▶ **DOCUMENT PASSAGE**
= = = = =

Food Matters: Connecting families in need with community resources
This year, Kathryn Krupsky, a Master of Public Health student and graduate research assistant at the College had a behind-the-scenes look at what it means to be a part of an interdisciplinary, community-based research team through the Food Matters STL project, an initiative focused on improving the connections between families, pediatricians and community help.
“It’s not like one parent failed to do their duty,” says Krupsky. “This is a systemic issue and we want to do what we can to help from a public health, social work and a clinical perspective.”
The idea builds on research, led by Ellen Barnidge, associate professor of behavioral science and health education, and colleagues at Danis Pediatric Center in St. Louis, that revealed a startling discrepancy.
When pediatricians ask about their food situation, only two to three percent of caregivers voiced concerns; the study revealed that in reality more than half were experiencing “food insecurity” or unreliable access to a sufficient quantity of affordable, nutritious food.
“When you read about a social determinants of health issue, such as food insecurity, you get really caught up in the data and the literature. But when you actually put a person behind it and you have real words associated with it…‘We’re all parents, we want what’s best for our kids, but we have bills to pay”...it makes a difference,” Krupsky says.
The caregivers may also be hesitant to disclose their situation in case social services would be alerted, while others might not understand why they would tell a doctor about their budget issues, Barnidge adds.
Thanks to pilot funding through the Dean’s office, the Food Matters project is working to connect the dots though a “clinic to community” model, by working with pediatricians on training, social workers on making connections and Operation Food Search, a community-based partner, on food assistance.

= = = = =

Items from a dataset:
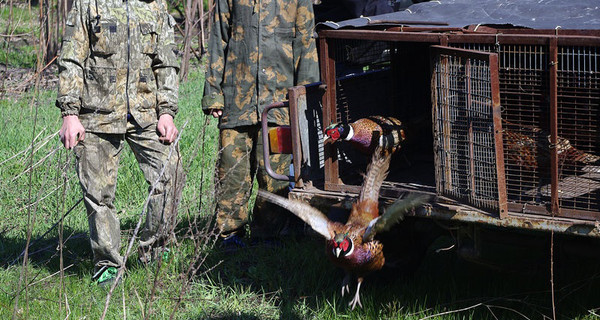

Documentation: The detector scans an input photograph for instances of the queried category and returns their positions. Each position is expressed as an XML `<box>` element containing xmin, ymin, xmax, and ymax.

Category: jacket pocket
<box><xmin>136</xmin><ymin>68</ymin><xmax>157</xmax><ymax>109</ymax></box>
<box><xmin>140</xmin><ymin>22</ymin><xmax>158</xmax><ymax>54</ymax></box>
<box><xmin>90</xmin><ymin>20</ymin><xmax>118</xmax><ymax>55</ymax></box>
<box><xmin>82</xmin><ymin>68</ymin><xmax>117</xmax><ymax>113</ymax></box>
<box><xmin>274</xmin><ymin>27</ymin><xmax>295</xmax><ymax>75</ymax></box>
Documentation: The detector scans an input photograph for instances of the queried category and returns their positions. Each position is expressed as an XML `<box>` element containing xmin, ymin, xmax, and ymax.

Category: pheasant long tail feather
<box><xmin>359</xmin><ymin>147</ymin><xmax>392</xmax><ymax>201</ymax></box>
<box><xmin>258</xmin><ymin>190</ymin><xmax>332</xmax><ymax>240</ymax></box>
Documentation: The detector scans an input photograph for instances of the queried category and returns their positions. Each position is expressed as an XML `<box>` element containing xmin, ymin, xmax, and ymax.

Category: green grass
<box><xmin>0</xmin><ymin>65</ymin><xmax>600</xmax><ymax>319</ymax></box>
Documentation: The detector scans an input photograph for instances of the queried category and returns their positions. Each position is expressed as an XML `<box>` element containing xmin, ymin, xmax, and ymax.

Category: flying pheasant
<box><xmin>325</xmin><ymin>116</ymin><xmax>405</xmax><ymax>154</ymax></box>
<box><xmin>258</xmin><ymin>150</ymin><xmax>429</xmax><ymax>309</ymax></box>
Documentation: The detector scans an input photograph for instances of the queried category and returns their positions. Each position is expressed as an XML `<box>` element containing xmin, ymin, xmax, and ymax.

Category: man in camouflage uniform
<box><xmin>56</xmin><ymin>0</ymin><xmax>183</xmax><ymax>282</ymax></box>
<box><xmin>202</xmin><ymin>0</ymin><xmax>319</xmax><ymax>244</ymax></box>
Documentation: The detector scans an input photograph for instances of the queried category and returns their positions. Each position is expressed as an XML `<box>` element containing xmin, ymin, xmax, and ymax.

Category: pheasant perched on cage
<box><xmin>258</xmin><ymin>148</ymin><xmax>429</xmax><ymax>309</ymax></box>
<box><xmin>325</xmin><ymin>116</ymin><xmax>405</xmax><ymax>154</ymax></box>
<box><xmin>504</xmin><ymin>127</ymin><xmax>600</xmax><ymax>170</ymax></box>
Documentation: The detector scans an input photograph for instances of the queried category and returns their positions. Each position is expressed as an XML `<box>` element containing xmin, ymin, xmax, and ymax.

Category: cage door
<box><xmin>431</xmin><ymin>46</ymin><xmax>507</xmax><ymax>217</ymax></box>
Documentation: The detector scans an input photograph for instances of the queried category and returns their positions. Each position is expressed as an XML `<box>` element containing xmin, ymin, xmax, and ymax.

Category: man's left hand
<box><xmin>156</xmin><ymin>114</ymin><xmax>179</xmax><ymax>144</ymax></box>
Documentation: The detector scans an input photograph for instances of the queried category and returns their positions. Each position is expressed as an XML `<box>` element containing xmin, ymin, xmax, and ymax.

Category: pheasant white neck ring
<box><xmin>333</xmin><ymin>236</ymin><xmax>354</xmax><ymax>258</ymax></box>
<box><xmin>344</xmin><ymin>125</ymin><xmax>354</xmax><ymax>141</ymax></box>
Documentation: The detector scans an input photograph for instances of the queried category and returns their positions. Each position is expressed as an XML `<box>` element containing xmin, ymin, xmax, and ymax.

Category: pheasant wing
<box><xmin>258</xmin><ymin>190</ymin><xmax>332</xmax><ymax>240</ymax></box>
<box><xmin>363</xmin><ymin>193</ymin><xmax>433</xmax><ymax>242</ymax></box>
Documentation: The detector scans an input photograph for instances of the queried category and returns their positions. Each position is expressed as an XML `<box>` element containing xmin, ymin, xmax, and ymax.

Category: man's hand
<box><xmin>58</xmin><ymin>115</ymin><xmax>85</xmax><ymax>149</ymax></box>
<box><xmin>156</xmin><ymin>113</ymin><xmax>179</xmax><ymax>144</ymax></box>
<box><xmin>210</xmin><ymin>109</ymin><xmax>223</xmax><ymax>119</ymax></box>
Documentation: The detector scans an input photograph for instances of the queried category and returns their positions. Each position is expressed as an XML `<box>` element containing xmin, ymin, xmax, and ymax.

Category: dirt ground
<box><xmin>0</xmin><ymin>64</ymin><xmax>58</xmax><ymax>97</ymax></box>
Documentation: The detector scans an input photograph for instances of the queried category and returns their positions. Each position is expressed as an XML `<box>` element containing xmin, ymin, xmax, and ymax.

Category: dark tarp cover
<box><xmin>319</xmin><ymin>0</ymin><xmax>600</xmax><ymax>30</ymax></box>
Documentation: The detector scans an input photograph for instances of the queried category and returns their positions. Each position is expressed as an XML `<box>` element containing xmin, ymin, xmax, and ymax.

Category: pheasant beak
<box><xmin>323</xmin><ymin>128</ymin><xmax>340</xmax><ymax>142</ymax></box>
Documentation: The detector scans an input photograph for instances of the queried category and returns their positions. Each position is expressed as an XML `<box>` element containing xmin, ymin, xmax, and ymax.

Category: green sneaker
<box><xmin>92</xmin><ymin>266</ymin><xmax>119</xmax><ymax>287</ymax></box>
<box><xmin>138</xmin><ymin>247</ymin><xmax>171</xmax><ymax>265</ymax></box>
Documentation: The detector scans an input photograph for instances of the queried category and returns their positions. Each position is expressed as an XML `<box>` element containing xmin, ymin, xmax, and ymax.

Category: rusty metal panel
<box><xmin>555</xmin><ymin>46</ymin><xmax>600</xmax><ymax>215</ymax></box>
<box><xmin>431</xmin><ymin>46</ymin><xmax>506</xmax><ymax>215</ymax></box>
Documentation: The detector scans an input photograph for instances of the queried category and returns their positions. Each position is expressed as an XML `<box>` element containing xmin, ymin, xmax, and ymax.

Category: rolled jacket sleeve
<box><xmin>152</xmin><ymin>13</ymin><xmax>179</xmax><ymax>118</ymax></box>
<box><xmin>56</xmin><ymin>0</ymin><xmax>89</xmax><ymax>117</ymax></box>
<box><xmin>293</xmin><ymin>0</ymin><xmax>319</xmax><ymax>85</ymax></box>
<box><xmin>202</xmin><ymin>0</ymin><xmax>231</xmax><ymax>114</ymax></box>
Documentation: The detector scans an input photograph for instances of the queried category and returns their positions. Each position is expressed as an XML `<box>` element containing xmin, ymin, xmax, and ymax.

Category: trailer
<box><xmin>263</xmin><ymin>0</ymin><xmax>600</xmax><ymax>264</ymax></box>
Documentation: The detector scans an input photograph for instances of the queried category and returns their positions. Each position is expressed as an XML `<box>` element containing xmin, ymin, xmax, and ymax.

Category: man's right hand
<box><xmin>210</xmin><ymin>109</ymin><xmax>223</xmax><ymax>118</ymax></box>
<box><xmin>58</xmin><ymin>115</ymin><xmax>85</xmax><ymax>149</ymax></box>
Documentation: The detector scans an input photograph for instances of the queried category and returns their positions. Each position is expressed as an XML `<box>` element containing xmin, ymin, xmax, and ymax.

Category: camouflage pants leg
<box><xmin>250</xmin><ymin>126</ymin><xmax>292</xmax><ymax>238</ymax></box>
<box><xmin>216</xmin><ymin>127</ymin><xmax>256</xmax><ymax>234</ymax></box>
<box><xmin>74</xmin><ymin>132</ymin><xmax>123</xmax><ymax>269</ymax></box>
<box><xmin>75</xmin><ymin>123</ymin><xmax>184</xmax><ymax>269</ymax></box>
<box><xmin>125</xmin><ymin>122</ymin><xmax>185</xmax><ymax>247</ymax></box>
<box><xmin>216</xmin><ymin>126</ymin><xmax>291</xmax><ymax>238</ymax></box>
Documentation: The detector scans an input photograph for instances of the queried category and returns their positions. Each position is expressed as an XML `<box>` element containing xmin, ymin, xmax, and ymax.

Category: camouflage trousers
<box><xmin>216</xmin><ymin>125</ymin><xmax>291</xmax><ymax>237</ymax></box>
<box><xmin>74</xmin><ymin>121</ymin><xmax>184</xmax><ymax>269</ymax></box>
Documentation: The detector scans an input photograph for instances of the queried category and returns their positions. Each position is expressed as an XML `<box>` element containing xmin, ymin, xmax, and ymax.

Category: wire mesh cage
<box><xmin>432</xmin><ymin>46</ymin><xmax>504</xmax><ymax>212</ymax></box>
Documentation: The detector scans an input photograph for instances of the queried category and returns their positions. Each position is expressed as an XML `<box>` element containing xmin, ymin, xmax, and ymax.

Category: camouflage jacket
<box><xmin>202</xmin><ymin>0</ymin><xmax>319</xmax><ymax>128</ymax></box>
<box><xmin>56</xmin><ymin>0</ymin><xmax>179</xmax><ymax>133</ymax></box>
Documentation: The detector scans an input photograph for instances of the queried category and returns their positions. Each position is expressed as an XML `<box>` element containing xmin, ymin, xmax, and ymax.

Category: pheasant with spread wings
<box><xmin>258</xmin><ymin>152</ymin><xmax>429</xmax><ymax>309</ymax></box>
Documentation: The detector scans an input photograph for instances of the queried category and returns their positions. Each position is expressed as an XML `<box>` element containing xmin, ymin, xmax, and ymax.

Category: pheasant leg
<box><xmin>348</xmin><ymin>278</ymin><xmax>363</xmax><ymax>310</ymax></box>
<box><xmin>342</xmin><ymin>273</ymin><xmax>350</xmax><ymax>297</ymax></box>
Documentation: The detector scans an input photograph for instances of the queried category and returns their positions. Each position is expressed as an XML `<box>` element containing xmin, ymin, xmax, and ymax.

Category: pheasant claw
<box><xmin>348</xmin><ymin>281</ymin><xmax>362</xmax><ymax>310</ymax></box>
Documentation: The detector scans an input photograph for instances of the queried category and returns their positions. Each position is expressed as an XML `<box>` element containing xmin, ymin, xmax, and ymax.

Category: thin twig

= = = = =

▶ **PROBLEMS TO WORK ON**
- A) In the Food Matters article, what percentage of caregivers voiced concerns when pediatricians asked about their food situation?
- B) Write what comes next in the Food Matters article, picking up after its final sentence.
These items are separate material, not part of the Food Matters article.

▶ **ANSWERS**
- A) Only two to three percent.

- B)
Krupsky has had a boots-on-the-ground research experience of a lifetime: she helped develop training modules for the pediatrics department, created surveys for data collection, practiced skills in qualitative coding and analysis, co-facilitated partnership meetings, and managed essential project development tasks, such as submitted protocols to the Institutional Review Board.
“I was entrusted with important tasks, such as setting agendas for meetings, presenting our work at conferences and participating as an author in published manuscripts we’ve written as a team,” says Krupsky.
“This project has greatly influenced my educational experience. Not only have I played a role in important public health research, I’ve taken part in the development of a collaborative public health intervention that we designed and implemented in a thoughtful and inclusive way.”Kat Krupsky
Studies have shown that children who live in food insecure households have more cognitive, emotional and physical health changes throughout their life -- including greater risks of multiple chronic diseases and obesity, says Barnidge. If successful, these interventions could have a lifelong, positive impact on the children’s health and well-being.